Exercise brief: I need the number of lines in the data that include "suit"; reply with that number alone.

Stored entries
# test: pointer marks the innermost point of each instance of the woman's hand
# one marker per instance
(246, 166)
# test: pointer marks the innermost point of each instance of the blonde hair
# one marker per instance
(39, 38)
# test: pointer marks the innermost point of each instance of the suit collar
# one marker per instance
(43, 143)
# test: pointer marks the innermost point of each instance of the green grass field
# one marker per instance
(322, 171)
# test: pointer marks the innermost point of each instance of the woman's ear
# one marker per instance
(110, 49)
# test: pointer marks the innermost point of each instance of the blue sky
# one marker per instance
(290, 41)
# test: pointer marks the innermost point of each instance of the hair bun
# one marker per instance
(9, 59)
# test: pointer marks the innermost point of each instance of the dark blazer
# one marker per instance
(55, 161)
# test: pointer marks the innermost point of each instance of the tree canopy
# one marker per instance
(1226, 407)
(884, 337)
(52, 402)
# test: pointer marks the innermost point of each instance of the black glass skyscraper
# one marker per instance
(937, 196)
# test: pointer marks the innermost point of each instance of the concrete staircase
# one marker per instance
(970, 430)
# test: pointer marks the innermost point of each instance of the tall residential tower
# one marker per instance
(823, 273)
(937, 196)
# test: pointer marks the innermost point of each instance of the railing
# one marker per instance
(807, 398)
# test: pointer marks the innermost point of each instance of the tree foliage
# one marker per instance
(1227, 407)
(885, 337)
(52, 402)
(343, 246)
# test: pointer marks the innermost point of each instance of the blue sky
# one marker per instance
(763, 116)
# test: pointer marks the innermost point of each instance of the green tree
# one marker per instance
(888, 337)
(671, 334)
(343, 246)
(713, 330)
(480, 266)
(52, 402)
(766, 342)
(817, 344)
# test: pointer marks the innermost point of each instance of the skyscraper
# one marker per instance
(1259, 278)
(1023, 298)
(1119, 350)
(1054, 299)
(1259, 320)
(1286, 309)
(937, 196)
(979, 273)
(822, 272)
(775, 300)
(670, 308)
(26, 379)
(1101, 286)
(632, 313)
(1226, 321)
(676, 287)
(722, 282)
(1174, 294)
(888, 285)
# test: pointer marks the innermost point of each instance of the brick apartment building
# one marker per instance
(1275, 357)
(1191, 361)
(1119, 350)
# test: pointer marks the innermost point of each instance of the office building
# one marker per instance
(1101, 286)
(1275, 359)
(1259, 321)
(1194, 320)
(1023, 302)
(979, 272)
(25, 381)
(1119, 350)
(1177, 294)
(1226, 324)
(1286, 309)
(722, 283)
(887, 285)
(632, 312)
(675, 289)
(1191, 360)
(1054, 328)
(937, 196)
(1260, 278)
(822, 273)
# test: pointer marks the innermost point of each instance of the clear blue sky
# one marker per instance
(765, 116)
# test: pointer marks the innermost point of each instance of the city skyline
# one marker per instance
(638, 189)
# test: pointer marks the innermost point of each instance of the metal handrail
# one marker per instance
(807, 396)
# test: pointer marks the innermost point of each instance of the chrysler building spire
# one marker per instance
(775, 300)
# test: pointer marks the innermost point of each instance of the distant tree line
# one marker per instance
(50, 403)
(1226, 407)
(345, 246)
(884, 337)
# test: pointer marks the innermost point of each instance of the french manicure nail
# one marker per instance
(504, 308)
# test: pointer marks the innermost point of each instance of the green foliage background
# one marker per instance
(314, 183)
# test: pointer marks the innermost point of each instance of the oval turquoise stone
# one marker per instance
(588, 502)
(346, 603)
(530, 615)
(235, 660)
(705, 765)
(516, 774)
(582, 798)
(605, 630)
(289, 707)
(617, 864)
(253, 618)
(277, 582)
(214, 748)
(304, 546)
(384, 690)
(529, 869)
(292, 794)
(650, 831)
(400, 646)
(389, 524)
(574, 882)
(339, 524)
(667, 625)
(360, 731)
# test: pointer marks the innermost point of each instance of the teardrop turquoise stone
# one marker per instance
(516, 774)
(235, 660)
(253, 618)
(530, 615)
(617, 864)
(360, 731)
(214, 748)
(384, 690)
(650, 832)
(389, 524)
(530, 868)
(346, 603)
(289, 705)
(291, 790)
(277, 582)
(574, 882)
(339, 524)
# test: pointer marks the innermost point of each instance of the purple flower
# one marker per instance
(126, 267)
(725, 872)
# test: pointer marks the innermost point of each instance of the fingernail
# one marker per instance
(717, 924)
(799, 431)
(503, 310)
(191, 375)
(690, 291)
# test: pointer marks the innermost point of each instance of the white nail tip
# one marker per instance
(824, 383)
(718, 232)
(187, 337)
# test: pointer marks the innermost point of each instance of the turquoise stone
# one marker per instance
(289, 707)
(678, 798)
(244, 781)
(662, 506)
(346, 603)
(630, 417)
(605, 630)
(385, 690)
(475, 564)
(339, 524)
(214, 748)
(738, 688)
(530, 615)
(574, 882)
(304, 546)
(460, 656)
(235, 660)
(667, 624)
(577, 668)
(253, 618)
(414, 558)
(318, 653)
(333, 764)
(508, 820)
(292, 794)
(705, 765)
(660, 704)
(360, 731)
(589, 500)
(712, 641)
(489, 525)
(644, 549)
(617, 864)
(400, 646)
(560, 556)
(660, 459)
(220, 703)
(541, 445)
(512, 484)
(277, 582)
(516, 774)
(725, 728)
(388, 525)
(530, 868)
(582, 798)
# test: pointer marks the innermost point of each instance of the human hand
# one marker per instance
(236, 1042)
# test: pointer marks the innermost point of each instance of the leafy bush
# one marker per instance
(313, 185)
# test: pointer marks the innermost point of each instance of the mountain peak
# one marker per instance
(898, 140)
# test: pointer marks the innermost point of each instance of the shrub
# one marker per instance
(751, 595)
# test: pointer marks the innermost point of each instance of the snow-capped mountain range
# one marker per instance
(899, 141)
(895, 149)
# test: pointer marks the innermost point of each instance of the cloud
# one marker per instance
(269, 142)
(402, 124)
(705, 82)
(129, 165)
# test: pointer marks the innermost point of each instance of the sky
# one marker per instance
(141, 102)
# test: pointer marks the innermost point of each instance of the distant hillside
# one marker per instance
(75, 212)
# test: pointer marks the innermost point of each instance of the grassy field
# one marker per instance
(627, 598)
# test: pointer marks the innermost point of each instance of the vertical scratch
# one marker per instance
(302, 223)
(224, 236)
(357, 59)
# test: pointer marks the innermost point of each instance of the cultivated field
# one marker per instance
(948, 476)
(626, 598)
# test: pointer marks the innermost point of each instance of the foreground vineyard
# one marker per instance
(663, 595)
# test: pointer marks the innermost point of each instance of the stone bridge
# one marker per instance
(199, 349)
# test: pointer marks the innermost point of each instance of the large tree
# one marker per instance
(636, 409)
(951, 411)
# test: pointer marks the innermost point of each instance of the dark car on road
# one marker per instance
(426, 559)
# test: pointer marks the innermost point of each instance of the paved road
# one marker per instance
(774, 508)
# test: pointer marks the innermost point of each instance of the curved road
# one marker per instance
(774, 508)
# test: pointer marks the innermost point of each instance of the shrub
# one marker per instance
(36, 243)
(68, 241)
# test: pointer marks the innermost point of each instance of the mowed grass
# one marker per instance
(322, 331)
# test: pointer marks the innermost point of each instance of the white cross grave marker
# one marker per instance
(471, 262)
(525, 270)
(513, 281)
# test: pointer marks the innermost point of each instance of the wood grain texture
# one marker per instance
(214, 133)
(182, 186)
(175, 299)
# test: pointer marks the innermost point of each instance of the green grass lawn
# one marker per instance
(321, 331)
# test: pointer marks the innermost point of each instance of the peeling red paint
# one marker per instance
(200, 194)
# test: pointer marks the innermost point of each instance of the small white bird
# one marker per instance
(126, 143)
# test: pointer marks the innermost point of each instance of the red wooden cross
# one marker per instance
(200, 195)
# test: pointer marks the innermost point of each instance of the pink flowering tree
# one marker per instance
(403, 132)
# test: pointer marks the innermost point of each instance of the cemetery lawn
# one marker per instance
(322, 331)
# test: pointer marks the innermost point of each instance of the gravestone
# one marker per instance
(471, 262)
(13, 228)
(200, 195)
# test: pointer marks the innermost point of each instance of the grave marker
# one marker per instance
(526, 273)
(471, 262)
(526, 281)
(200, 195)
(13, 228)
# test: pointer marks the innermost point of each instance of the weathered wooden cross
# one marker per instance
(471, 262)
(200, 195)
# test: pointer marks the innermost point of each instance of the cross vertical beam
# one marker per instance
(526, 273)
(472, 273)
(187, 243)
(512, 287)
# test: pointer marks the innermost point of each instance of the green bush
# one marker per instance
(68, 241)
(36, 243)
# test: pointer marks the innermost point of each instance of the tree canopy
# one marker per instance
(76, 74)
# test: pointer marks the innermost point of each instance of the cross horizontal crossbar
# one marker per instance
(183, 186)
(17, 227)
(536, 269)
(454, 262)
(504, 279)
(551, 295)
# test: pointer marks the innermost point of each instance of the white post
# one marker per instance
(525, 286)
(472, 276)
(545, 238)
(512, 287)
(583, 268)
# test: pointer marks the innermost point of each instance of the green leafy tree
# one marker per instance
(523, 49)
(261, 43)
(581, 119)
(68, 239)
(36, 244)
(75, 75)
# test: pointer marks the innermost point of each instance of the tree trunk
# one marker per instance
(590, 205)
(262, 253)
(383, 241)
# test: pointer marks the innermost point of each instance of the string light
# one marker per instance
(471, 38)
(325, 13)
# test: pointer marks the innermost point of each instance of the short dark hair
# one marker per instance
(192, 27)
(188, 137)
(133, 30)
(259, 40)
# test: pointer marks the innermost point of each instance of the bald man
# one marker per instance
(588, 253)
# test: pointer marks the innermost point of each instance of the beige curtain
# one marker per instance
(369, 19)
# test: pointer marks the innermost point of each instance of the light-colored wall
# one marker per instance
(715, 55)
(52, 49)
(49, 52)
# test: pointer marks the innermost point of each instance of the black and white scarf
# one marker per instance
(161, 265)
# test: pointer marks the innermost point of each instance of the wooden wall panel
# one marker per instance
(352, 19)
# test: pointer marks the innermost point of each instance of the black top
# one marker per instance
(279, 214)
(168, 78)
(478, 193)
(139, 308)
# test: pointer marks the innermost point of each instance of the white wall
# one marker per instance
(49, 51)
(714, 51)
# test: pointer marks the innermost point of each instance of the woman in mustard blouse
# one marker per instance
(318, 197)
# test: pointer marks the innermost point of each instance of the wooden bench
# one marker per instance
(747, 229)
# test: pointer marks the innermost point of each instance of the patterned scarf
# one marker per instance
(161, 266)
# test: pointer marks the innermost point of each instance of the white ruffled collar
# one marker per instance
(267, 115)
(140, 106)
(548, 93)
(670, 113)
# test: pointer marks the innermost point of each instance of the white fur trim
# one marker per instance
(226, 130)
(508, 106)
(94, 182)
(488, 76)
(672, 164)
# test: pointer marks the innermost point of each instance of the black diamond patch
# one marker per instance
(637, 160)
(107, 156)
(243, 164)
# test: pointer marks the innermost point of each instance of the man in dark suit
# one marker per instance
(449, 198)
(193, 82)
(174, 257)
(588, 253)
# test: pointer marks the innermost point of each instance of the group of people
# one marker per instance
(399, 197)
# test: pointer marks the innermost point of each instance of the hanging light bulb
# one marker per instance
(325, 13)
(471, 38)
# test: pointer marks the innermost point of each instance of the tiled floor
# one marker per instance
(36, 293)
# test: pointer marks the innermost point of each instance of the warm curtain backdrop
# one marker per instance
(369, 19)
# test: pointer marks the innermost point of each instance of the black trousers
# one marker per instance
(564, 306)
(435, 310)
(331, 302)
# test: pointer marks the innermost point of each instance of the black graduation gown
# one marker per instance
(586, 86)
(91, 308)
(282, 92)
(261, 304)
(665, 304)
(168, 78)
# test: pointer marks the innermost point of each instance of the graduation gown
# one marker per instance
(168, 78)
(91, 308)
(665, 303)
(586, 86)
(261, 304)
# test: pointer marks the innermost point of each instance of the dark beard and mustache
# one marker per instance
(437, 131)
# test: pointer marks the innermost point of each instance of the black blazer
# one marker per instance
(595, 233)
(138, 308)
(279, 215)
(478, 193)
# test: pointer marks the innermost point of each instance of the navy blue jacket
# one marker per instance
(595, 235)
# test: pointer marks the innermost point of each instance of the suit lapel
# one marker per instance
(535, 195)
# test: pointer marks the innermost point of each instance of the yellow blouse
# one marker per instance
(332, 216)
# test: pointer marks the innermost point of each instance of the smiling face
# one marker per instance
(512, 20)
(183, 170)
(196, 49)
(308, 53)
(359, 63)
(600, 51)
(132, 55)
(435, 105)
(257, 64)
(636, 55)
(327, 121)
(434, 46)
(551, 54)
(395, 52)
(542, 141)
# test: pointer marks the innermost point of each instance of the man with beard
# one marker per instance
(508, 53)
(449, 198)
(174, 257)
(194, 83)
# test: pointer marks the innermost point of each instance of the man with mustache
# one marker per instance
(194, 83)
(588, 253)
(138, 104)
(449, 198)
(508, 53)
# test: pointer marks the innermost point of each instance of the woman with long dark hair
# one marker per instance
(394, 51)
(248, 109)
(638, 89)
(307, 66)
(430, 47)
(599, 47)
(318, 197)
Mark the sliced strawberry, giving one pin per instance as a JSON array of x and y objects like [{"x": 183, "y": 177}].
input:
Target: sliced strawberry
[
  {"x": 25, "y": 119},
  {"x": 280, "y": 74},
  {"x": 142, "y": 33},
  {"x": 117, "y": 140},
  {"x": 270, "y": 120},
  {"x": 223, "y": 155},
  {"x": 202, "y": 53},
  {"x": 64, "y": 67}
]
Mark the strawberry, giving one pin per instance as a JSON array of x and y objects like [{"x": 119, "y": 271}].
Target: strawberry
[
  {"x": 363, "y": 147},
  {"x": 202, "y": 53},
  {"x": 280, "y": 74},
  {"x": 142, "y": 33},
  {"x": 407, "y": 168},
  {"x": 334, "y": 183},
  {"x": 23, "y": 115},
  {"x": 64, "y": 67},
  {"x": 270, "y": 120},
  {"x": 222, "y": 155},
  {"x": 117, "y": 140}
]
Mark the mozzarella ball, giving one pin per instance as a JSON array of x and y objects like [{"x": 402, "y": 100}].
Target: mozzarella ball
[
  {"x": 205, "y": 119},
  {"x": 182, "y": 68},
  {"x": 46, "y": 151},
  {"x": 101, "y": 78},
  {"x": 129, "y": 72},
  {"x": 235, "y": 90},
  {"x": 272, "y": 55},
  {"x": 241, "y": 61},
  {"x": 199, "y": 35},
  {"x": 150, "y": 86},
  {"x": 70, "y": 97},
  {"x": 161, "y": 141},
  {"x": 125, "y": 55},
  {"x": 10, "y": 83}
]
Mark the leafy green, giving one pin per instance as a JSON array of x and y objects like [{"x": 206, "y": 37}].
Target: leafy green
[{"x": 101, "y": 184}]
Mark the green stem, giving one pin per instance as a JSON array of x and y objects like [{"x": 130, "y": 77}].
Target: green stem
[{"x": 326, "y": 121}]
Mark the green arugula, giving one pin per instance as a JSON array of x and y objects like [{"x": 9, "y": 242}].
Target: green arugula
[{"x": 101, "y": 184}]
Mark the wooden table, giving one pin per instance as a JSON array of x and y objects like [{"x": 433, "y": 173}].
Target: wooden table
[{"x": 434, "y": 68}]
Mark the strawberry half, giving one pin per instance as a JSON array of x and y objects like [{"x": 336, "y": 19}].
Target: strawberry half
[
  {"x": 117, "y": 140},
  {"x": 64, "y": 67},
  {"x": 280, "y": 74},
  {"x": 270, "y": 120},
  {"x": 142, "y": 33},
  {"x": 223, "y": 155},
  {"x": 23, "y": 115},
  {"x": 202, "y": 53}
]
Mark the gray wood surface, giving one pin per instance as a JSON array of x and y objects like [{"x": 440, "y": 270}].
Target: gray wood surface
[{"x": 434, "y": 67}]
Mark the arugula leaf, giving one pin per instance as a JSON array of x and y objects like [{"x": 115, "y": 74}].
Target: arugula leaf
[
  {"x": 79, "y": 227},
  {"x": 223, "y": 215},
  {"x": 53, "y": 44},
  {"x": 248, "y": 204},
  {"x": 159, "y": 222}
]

Written response: 3